We included covariates in regression models to mitigate bias from the estimates of treatment effect (Steiner et al., 2010). In addition to measures of prior achievement (McCoach, 2006), we included variables to capture student race, ethnicity, gender, economic disadvantaged status, and indicators for English Language Learners and students with learning disabilities. Noting constraints on power due to a small sample size and a heavily specified model and being mindful of the risk of overfitting (this is when a model begins to describe random error and reduces generalizability) (Babyak, 2004; Breiman & Freedman, 1983), baseline analyses informed the creation of an index of IEP/ELL, which captures the percent of students who are identified as English Language Learners (ELL) and those identified as needing an Individualized Education Plan (IEP) to include along with percent white students as covariates in the final regressions. IEP/ELL is a school-level variable equivalent to the percent of students who are identified as ELL at a school plus the percent of students with IEPs.

Survey data

We use data from a district-wide teacher survey that was jointly developed as part of the Shared Solutions Partnership. This survey was administered to all teachers in the District online via an e-mail link between May 18th and June 19th, 2015. Teachers were not required to participate in this data collection, and e-mail/web-based surveys typically have lower response rates (e.g., Mertler, 2003; Sheehan, 2001). We used best practices to help boost the response rate within the study sample such as as: crafting a well-designed and clear survey; prominently featuring the District and University logos on the survey; offering financial incentives; and making repeated contact and follow-ups with participants via e-mail and the phone (Fowler, 2014). Within the study sample, the average response rate for a school was approximately 63 percent of teachers, with a low of 11.9 percent and high of 96.67 percent (standard deviation equal to 23.22).Footnote 4

Survey questions were drawn primarily from surveys with known validity and reliability, such as those used by Bryk et al. (2010) in Chicago. We used expert review, focus groups, and cognitive interviews to further refine the questions and items (Desimone & Le Floch, 2004). Survey development took approximately six months, and each survey went through over 10 rounds of intensive review and revisions.

In total, this survey measured 10 key constructs (5 essential supports and 5 policy attributes) and 19 sub-constructs total within the essential supports and policy attributes. Each construct was comprised of multiple items, which increases validity and reliability (Mayer, 1999). Many of the constructs included sub-constructs. For example, the construct “School Climate” consisted of the sub-constructs “Bullying,” “Respect,” and “Challenges.” To view a full list of the constructs, sub-constructs and their reliabilities, please see Table 2.

Table 2 Constructs/Subscales

Using the survey data, we created school-level scores to measure the essential supports, policy attributes, and their sub-constructs. All survey items were on Likert scales, and were scored on 0 to 3- or 0 to 5-point scales (depending on the total number of answer categories), with zero indicating the lowest (or most negative response).Footnote 5 When appropriate, items were reverse coded. To create measures of the essential supports and policy attributes for our analyses we used a three-step process. First, recalling that our 10 (total) essential supports and policy attributes constructs are made up of 19 (total) sub-constructs, we created teacher-level scores for each sub-construct on our survey by averaging the scores on each item within a sub-construct. Next, we created teacher-level construct scores by averaging a teacher's scores for each of the constructs’ sub-constructs. Lastly, we created school-level scores by averaging all the teachers’ scores for the constructs and sub-constructs, respectively. We calculated Cronbach’s alphas for each of the constructs and sub-constructs to assess the internal consistency of the survey items. All scale reliabilities for this study, with the exception of one (for Power), fell within the 0.67 and 0.961 range (average = 0.811), indicating an acceptable internal consistency between items within each construct and sub-construct, without item redundancy (Gliem & Gliem, 2003; Nunnally & Bernstein, 1994; Streiner, 2003). The construct “Power” had an alpha of 0.228, which is not unusual as it was a two-item indicator and alpha is, in part, a function of the number of items in a scale (Cortina, 1993).

◆ Records ◆
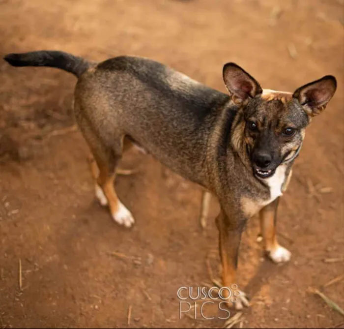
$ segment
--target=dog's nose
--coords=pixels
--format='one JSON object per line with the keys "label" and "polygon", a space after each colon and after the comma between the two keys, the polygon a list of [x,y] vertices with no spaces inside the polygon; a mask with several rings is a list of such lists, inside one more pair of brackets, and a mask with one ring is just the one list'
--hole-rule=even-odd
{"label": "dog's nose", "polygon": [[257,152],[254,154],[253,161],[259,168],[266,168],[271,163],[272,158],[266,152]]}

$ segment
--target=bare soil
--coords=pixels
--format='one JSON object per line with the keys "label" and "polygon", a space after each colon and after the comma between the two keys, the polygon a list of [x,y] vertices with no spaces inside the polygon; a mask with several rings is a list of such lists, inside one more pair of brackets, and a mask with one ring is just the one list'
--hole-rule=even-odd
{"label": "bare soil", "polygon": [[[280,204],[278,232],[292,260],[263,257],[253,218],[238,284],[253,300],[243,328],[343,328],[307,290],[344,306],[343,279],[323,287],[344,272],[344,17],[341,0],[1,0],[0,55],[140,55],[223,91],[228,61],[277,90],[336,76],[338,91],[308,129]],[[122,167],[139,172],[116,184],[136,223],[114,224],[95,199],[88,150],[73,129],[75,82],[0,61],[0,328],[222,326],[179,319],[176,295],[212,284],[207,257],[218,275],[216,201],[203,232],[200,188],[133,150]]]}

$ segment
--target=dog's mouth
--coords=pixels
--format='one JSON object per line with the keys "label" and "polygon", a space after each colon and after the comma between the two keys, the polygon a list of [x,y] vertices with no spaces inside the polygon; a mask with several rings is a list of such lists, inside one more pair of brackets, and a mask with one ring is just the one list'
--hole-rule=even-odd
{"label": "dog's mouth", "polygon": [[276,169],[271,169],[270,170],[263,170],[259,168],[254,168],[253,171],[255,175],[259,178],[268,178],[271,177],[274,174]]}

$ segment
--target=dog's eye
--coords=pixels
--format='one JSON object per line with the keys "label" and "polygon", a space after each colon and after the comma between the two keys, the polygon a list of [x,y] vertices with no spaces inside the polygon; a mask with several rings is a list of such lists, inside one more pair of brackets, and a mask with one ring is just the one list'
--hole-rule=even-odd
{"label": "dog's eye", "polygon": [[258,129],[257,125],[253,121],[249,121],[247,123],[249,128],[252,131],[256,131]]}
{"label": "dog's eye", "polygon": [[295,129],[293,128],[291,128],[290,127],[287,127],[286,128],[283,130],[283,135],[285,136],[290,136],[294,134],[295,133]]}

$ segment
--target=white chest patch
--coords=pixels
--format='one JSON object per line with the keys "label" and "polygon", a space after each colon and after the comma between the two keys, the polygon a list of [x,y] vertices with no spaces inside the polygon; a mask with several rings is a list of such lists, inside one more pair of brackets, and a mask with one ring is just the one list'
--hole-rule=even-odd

◆ Exercise goal ◆
Quote the passage on the teacher survey, starting at the words "In total, this" and stopping after "please see Table 2.".

◆ Solution ◆
In total, this survey measured 10 key constructs (5 essential supports and 5 policy attributes) and 19 sub-constructs total within the essential supports and policy attributes. Each construct was comprised of multiple items, which increases validity and reliability (Mayer, 1999). Many of the constructs included sub-constructs. For example, the construct “School Climate” consisted of the sub-constructs “Bullying,” “Respect,” and “Challenges.” To view a full list of the constructs, sub-constructs and their reliabilities, please see Table 2.